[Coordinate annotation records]
* * * *
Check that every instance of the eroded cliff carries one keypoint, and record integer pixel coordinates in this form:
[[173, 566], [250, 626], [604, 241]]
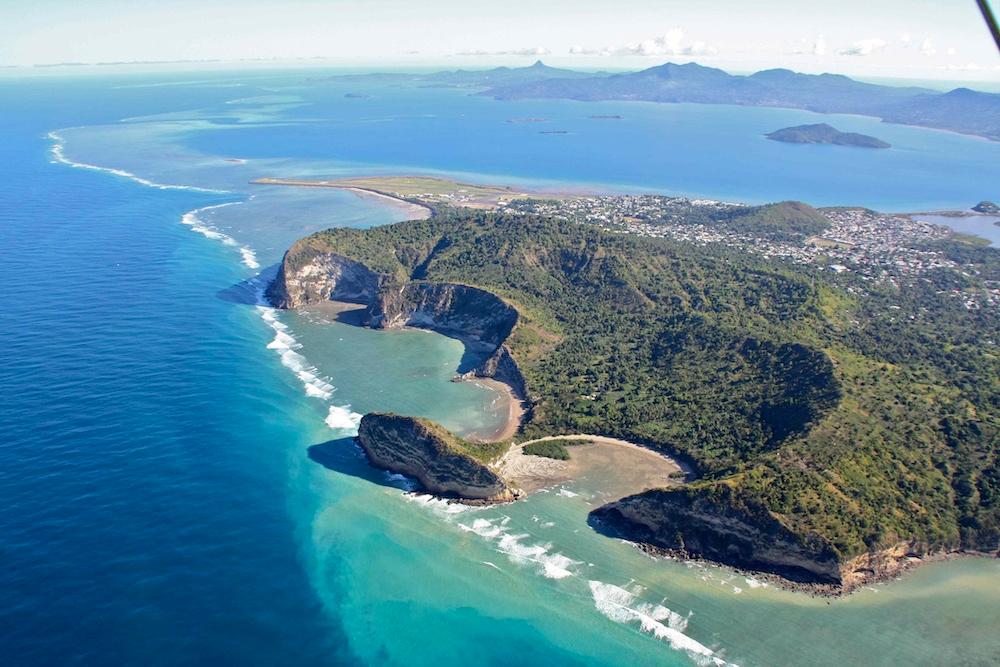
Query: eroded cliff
[[311, 276], [443, 464], [716, 524]]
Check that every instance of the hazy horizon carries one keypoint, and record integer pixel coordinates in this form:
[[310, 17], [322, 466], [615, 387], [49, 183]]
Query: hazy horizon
[[895, 39]]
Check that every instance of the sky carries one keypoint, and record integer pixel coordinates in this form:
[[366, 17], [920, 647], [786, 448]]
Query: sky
[[922, 39]]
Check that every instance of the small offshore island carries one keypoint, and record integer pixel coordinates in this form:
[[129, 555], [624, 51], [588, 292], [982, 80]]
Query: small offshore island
[[821, 133], [829, 378]]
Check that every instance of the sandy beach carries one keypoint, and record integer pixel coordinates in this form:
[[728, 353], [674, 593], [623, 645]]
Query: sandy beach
[[616, 467]]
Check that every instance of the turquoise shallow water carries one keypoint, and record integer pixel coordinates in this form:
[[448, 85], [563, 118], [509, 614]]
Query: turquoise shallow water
[[178, 471]]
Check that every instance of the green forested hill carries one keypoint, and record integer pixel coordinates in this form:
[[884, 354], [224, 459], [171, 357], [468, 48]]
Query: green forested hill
[[859, 418]]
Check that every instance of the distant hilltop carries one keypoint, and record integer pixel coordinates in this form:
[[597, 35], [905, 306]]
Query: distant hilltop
[[821, 133], [960, 110]]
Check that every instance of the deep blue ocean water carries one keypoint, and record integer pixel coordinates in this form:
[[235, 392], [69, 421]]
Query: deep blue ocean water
[[177, 482]]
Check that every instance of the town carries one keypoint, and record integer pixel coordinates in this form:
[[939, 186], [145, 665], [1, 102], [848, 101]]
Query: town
[[860, 243]]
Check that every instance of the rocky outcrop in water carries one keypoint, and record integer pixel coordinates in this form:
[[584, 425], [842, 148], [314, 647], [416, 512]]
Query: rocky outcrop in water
[[441, 462], [310, 276], [717, 525]]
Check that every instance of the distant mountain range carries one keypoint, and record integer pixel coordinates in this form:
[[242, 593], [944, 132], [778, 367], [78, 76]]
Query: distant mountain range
[[960, 110]]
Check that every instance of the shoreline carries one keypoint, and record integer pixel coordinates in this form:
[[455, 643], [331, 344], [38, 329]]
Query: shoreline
[[626, 468], [515, 410], [815, 590], [421, 211]]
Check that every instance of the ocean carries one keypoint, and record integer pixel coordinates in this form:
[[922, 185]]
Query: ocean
[[179, 481]]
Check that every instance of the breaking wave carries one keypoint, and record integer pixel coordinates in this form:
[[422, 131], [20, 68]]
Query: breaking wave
[[58, 151], [194, 221], [622, 606], [550, 565], [339, 418]]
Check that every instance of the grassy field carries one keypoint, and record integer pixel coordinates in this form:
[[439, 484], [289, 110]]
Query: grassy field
[[425, 189]]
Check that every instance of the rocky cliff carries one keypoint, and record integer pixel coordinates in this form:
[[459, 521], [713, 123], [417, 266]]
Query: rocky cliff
[[310, 276], [443, 464], [718, 525]]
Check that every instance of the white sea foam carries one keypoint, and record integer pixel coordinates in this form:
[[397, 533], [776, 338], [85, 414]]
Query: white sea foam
[[58, 151], [621, 606], [195, 222], [342, 418], [439, 506], [249, 257], [550, 565]]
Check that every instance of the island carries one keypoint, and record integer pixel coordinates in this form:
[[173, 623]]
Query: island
[[821, 133], [960, 110], [828, 378]]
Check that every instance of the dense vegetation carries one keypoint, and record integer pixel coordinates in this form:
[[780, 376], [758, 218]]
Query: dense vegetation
[[855, 414], [483, 452]]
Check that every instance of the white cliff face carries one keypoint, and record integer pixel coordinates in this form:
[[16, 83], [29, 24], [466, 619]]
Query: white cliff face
[[308, 277], [320, 277], [408, 446]]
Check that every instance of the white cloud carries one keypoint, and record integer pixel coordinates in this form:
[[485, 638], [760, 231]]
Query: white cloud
[[670, 43], [816, 47], [530, 51], [967, 67], [865, 47]]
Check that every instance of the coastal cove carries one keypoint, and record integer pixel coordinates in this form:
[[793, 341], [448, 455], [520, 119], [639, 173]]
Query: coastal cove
[[259, 498]]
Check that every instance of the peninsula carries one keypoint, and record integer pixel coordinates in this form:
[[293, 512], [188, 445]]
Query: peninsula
[[839, 420], [821, 133]]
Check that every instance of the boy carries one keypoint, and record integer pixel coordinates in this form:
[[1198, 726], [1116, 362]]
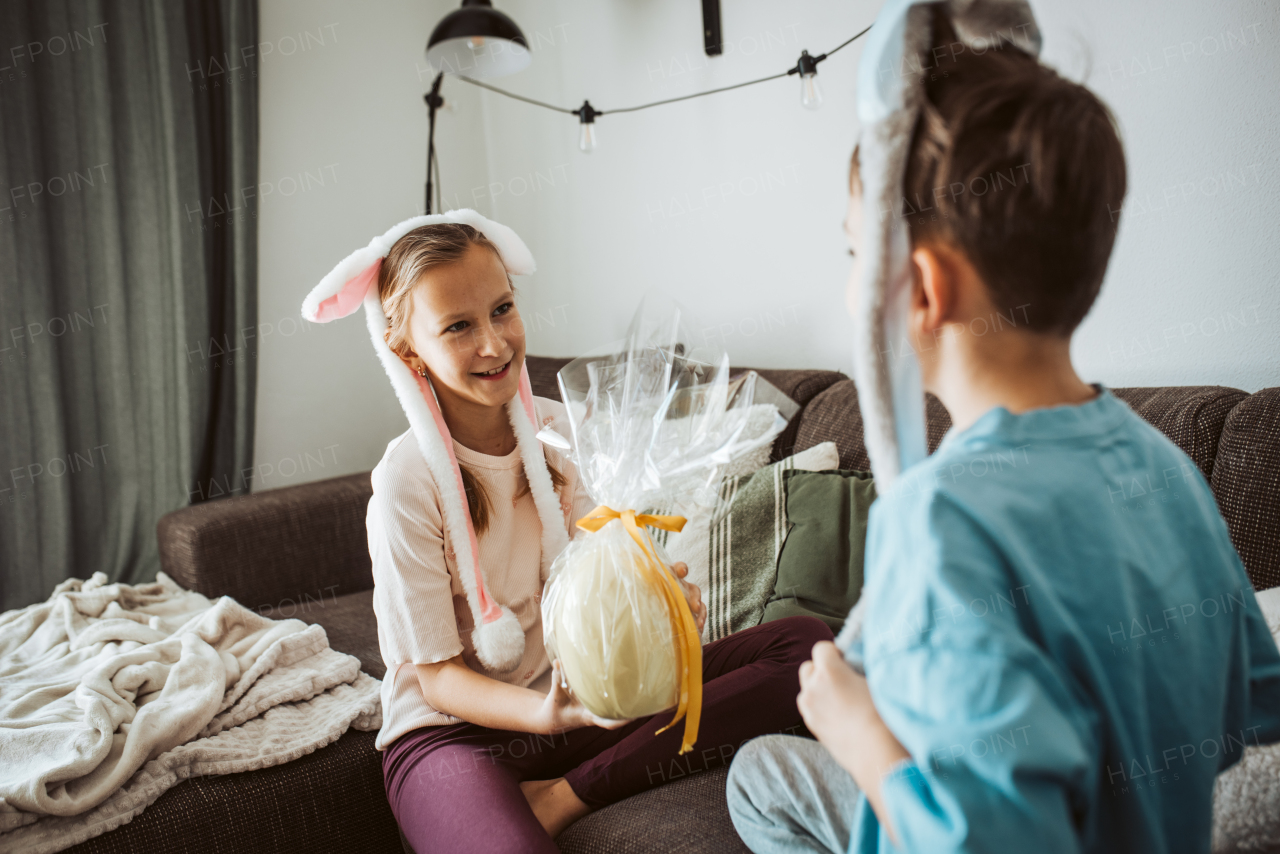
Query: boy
[[1043, 667]]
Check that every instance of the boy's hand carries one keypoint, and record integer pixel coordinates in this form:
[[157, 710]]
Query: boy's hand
[[836, 706], [833, 700], [691, 593]]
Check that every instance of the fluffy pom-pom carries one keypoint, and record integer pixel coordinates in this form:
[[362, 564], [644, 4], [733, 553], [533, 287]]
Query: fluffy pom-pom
[[501, 644]]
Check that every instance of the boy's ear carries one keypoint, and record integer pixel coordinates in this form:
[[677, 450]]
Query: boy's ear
[[933, 296]]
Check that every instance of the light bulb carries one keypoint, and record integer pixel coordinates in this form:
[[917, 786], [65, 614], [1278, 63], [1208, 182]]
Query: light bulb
[[586, 137], [810, 92]]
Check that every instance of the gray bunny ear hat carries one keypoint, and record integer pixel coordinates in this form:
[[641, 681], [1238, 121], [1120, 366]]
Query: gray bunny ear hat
[[897, 58], [891, 76]]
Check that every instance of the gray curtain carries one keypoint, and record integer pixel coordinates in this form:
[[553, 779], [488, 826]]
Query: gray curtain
[[128, 156]]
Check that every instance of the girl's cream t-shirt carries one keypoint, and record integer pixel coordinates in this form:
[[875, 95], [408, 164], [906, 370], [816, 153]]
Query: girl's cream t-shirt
[[419, 601]]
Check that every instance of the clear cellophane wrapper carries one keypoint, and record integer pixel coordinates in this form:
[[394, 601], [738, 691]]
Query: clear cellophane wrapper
[[657, 423]]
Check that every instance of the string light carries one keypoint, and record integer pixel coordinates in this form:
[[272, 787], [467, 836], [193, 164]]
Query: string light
[[805, 67]]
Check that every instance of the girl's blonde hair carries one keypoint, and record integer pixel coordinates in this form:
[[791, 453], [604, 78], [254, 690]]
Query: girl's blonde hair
[[411, 256]]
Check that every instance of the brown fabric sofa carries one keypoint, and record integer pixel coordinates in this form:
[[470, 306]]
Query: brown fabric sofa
[[301, 552]]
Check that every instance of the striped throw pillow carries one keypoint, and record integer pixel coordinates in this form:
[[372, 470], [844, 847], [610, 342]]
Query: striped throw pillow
[[732, 546]]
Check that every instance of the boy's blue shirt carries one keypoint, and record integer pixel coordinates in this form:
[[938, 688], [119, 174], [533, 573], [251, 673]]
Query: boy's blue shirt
[[1063, 636]]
* * * *
→ **Short task**:
Reproduce every one of the records above verbatim, omitting the pictures.

→ **Completed exercise**:
Check that every instance of the eroded cliff carries one keypoint, and record integer pixel coordinates in this form:
[[173, 566], [250, 626], [604, 241]]
Query: eroded cliff
[[311, 276], [443, 464], [716, 524]]
Check that every instance of the hazy horizon carries one keypoint, and record integer pixel coordinates in this form:
[[310, 17], [322, 466], [615, 387], [49, 183]]
Query: hazy horizon
[[895, 39]]
Check that every instance of the sky carries one keypoint, and record integer pixel coordinates in this form:
[[366, 17], [920, 647], [786, 448]]
Query: sky
[[922, 39]]
Check that every instance of the small offshore island carries one keypoint, and record integer pixel coordinates in this form:
[[129, 555], [624, 51], [588, 292], [982, 80]]
Query: small offshore island
[[821, 133], [829, 378]]
Check that every instance of the sandy beach carries one keypoint, and record integer pixel coordinates in this form:
[[728, 353], [674, 593], [623, 645]]
Query: sandy beach
[[616, 467]]
Check that every instance of the turquoise shallow water carries one keypoint, and record integer pixel coordinates in this form:
[[448, 85], [563, 118], [509, 614]]
Query: turquoise shallow water
[[178, 471]]
Check that every instance of the green forested hill carries one keypoint, and record integer pixel coordinates in this form:
[[884, 354], [224, 459], [171, 357], [468, 48]]
Query: green forested hill
[[859, 418]]
Check that every instance of the distant hilltop carries one keypoint, and record integer pixel coordinates in this form:
[[597, 35], [905, 306]]
Query: distant hilltop
[[821, 133], [960, 110]]
Check that every instance of the deep blue ocean water carries one keypoint, and record integer pixel coordinates in this form:
[[235, 392], [69, 421]]
Query: deep blue ocean water
[[177, 482]]
Check that every instance of the town carries one keypoint, and record integer pixel coordinates in this form:
[[939, 186], [145, 665], [1, 102], [848, 101]]
Query: town
[[860, 243]]
Check that every instance of the rocky outcrop in water carries one keypoint, and record integer pixel coordinates in this form:
[[584, 425], [842, 148], [314, 647], [416, 512]]
Query: rocky outcrop in water
[[441, 462], [310, 276], [717, 525]]
Check that every instance of the distant mountain range carries one keypoint, and record integer pixel coordinates in this form:
[[242, 593], [944, 132], [778, 367], [78, 76]]
Query: distant mountain range
[[960, 110]]
Check that every instance of the shoreline carries one keypoint, and record integer pixel coordinates in this form:
[[455, 643], [331, 344], [38, 329]]
Query: shoreline
[[626, 468], [515, 410], [815, 590], [421, 211]]
Check that every instance of the ocean carries one keypoint, and record integer pixel coordinates in this form:
[[922, 185]]
Query: ocean
[[179, 481]]
Check that every instance of the breaking wave carries one keypoint, and record integer pixel coordinates in this form:
[[422, 131], [20, 68]]
Query: breaking wave
[[58, 151], [194, 221], [622, 606], [550, 565], [339, 418]]
Check that every instance of the grassy field carries one keypoint, and record integer pixel coordinates in this form:
[[439, 484], [289, 110]]
Query: grassy field
[[425, 189]]
Check that every instance of the rocky cliff carries one keypoint, and record integer pixel coordinates in this form:
[[459, 521], [713, 123], [417, 266]]
Query: rocky cliff
[[310, 276], [443, 464], [718, 525]]
Check that every instance of the white sea foam carries one keypoint, and record integer pixel coordinates in this form:
[[397, 533], [776, 338], [85, 414]]
Query: white sea foam
[[58, 151], [621, 606], [195, 222], [342, 418], [439, 506], [249, 257], [550, 565]]
Check that every instance of the island carries one keypoint, and record integer pixel coordinates in this form:
[[173, 623]]
Query: island
[[821, 133], [960, 110], [828, 378]]
Check that every instance of the dense vegetation carries one keypoint, and record integer pixel coordinates in this form:
[[780, 376], [758, 218]]
Query: dense vegetation
[[855, 414], [483, 452]]
Check that every instance of the white cliff face carries one keypoint, and record integer pixel coordinates in this form:
[[16, 83], [29, 24], [466, 619]]
Query: white cliff face
[[308, 277], [320, 277], [408, 446]]
Check that every instance of the white cloud carries one keypoint, and record integer pixel coordinates in this form:
[[485, 638], [760, 231]]
Query: white cloud
[[670, 43], [816, 47], [530, 51], [967, 67], [865, 47]]
Check that every instance of the coastal cove carries one keypoint, and record integer pixel coordinates in this form:
[[793, 341], [448, 455], [520, 119], [639, 173]]
Query: coastal cove
[[259, 498]]
Check that every instance of the peninsula carries one keypoint, and record integer pixel coordinates in this form:
[[293, 512], [188, 445]]
Query: peninsula
[[839, 420], [821, 133]]
Check that every instance of the boy carries one keypoint, and record integer pixel coordinates in this form:
[[1198, 726], [1116, 362]]
Query: boy
[[1043, 667]]
Check that every instance of the boy's hand carries one keypoint, and record integer pixel coordinates in this form:
[[157, 710]]
Query: boy's hand
[[836, 706], [833, 700], [691, 593]]
Check that every instance of the fluffy pom-pom carries one keypoint, and record integer pixel coordinates in this form:
[[362, 564], [644, 4], [733, 553], [533, 287]]
Query: fluffy pom-pom
[[501, 644]]
Check that every instance of the boy's ear carries one keypoint, and record integer pixel coordinates in this form:
[[677, 450]]
Query: boy's ear
[[933, 296]]
Check that every instance of the light bulb carries one keypoint, and record integer pixel coordinates in this form:
[[917, 786], [65, 614], [1278, 63], [1208, 182]]
Query: light bulb
[[586, 137], [810, 92]]
Check that every instance of the gray bunny ear hat carries one keypoint, and record integer pixel coordinates in this form:
[[641, 681], [1238, 121], [1120, 366]]
Query: gray bunny ear hat
[[897, 58], [891, 76]]
Check that every instance of the gray curtain carries one keypoint, and record integer pixel coordinates in this form:
[[553, 779], [488, 826]]
Query: gray curtain
[[128, 156]]
Check that every instance of the girl's cream t-shirt carries one keypoint, and record integer pixel coordinates in this form:
[[875, 95], [408, 164], [906, 370], [816, 153]]
Query: girl's cream t-shirt
[[419, 601]]
Check that every instance of the clear cellophane wrapper carries one keypoint, and record integer pixel coordinates in this form:
[[394, 601], [738, 691]]
Query: clear cellophane wrapper
[[657, 423]]
Check that every instance of the string light carries one keypoint, and record integer pixel coordinates in this form:
[[272, 787], [467, 836], [193, 164]]
Query: string light
[[805, 67]]
Check that every instance of the girl's blonde hair carries one keypoint, and record integer pixel coordinates in this form:
[[791, 453], [604, 78], [254, 690]]
Query: girl's blonde hair
[[411, 256]]
Check that every instance of the brown fabric sofa carries one keypoint, and record integer pixel coordinates in this form:
[[470, 306]]
Query: brown fabric sofa
[[301, 552]]
Check that every instance of the striped throw pillow carries one keypoint, and record integer pixel coordinates in this form:
[[372, 470], [844, 847], [610, 342]]
Query: striped throw pillow
[[732, 546]]
Check that every instance of the boy's blue shirt carries one keypoint, and record integer pixel coordinates in this form:
[[938, 688], [119, 174], [533, 573], [251, 673]]
Query: boy's blue shirt
[[1063, 636]]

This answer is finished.